EXTRACT TO READ:
□ □ □ □ □

Help needed on restart-from-point-of-failure in Parallel Processing

Hi Gurus,
Good morning... :slight_smile:
OS Info:
Linux 2.6.32-431.17.1.el6.x86_64 #1 SMP Fri Apr 11 17:27:00 EDT 2014 x86_64 x86_64 x86_64 GNU/Linux

I have a script which takes multiples parameters from a properties file one by one and run in background (to do parallel processing). As example:

$ cat properties.file
Account
Customer
Address
Phone

part of customCombinedScripts.sh

 
  
 while IFS= read -r fileLines; do
    /path/to/product/script/data_process "${fileLines}" || exit -1 &
    dpPIDs+=" $!"
 done < properties.file
 ## logic to check background job status (success or failed)
for chkPIDs in $dpPIDs; do
    if ! wait $chkPIDs; then
        failCnt=`expr $failCnt + 1`
    fi
done
 if [ $failCnt -gt 0 ]; then
    echo "[`date`][FATAL] There are errors in Data Processing, total number of DP jobs failure is $failCnt. Check log."
    exit -1
else
    echo "[`date`][SUCCESS] Data Processing for received files has been completed..."
fi
  
 

Now my requirement is: Suppose "Address" failed, how to restart the script which will take the failed parameters (i.e Address) only?

I have implemented restart-from-point-of-failure concept in my another script which has "Sequential processing" using help from this article, posted by Corona688 Resume from last failed command - Page 3

How to implement the same concept in "Parallel Processing"?

Kindly help / provide ideas.

Cheers,
Saptarshi

As a quick first pass, I'd suggest that your line that ends with || exit -1 & will actually put an exit -1 into the background if the data_process call fails (returns non-zero) but doesn't cause the overall call to data_process code to run in the background.

Have I got that wrong?

You might want this:-

(/path/to/product/script/data_process "${fileLines}" || exit -1) &

It might be simpler to have a directory called 'Running' that you create a marker file in when you start a job and only remove when you successfully exit. That way, you could write something to read the directory contents for a restart.

Would that logic help?

Robin

Thank you rbattle1,

make sense and corrected the script(though earlier it was running fine (:confused:), don't know how).

Currently I'm trying to get the command I'm running using below sample test script:

 $ [] cat bgPIDTest.ksh
# Some function that takes a long time to process
longprocess() {
        # Sleep up to 14 seconds
        #sleep $((RANDOM % 15))
        sleepTime=$((RANDOM % 5))

□ □ □ □ □

LISTING:

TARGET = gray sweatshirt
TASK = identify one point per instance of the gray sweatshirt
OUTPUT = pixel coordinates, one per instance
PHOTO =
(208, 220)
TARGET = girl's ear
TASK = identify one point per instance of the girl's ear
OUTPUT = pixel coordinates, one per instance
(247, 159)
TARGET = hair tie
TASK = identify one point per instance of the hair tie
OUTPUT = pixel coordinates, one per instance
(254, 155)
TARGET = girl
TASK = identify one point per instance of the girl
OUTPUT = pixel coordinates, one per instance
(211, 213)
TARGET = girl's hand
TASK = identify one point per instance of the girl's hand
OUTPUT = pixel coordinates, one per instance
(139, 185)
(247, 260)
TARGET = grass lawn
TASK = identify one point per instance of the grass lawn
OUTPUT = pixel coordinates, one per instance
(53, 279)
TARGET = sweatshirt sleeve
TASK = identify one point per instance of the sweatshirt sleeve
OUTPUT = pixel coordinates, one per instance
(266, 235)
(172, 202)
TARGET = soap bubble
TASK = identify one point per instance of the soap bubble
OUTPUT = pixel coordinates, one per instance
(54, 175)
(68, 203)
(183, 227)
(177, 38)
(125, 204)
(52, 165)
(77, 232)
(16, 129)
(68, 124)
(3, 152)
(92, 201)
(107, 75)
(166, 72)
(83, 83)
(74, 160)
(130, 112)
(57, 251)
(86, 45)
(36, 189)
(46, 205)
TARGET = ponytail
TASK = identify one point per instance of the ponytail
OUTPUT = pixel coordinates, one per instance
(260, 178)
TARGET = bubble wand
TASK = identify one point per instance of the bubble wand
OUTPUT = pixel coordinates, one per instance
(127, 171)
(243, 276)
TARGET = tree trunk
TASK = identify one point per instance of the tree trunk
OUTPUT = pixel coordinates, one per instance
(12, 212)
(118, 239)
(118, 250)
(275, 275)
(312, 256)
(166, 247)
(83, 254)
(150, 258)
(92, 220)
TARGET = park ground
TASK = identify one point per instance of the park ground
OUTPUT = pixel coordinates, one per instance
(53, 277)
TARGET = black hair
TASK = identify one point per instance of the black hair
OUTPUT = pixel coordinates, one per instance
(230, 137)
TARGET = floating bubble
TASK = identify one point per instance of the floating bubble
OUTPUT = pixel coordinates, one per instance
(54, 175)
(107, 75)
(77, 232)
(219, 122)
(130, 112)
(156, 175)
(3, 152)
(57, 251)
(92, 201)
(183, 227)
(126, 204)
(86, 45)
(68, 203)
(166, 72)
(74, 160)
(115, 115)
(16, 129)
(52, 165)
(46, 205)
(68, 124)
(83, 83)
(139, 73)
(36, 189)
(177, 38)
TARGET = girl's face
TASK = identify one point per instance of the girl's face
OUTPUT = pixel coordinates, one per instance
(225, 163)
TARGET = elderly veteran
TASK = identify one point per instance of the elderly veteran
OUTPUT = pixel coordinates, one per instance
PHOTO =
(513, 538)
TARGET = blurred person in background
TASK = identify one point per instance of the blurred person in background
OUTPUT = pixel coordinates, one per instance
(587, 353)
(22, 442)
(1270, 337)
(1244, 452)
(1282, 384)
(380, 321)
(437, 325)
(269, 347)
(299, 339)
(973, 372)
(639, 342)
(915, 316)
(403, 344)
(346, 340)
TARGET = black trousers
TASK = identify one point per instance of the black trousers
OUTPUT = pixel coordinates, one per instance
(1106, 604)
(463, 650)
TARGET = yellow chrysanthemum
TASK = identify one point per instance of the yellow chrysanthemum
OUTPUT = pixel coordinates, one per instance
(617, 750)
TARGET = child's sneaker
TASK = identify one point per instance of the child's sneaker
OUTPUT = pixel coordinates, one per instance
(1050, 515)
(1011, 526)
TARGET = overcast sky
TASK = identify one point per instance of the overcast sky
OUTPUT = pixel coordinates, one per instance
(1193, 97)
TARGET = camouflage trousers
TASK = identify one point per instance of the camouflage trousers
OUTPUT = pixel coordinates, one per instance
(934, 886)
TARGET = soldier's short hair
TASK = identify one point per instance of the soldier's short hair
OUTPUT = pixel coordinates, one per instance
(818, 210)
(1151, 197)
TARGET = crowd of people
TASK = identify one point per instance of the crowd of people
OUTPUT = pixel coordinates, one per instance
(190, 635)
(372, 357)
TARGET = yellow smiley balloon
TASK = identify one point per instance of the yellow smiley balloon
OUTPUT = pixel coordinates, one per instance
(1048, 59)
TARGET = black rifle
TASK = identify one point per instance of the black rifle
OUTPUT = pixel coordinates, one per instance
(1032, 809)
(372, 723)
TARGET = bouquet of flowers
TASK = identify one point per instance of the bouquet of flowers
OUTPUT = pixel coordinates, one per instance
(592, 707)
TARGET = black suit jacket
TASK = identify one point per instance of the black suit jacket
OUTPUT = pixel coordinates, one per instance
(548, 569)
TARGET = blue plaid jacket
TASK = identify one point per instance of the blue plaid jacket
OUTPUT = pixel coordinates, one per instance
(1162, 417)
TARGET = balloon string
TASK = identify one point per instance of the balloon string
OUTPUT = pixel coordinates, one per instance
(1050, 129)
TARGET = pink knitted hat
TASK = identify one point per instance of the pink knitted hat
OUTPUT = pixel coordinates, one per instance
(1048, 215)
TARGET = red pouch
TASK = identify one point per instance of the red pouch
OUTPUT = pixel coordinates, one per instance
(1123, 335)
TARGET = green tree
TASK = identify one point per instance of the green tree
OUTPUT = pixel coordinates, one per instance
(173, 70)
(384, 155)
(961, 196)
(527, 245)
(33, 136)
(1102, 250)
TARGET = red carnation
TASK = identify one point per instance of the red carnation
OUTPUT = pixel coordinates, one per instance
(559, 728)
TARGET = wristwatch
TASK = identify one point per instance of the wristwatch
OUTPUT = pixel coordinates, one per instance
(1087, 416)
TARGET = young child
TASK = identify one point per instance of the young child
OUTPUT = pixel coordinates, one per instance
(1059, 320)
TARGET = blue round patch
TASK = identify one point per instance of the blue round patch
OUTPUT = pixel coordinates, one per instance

□ □ □ □ □

WHAT THIS EXERCISE ASKS:
A - Answer these questions about the forum thread on restarting failed parallel jobs:
(i) Which four parameters does the properties file list?
(ii) Who posted the article that helped with the sequential-processing script?
(iii) What name does Robin suggest for the directory that holds marker files?
B - Copy the forum thread on restarting failed parallel jobs word for word, from "Currently I'm trying" to "#sleep $((RANDOM % 15))".

COMPLETE ANSWERS:
A -
(i) Account, Customer, Address and Phone.
(ii) Corona688.
(iii) Running.

B -
Currently I'm trying to get the command I'm running using below sample test script:

 $ [] cat bgPIDTest.ksh
# Some function that takes a long time to process
longprocess() {
        # Sleep up to 14 seconds
        #sleep $((RANDOM % 15))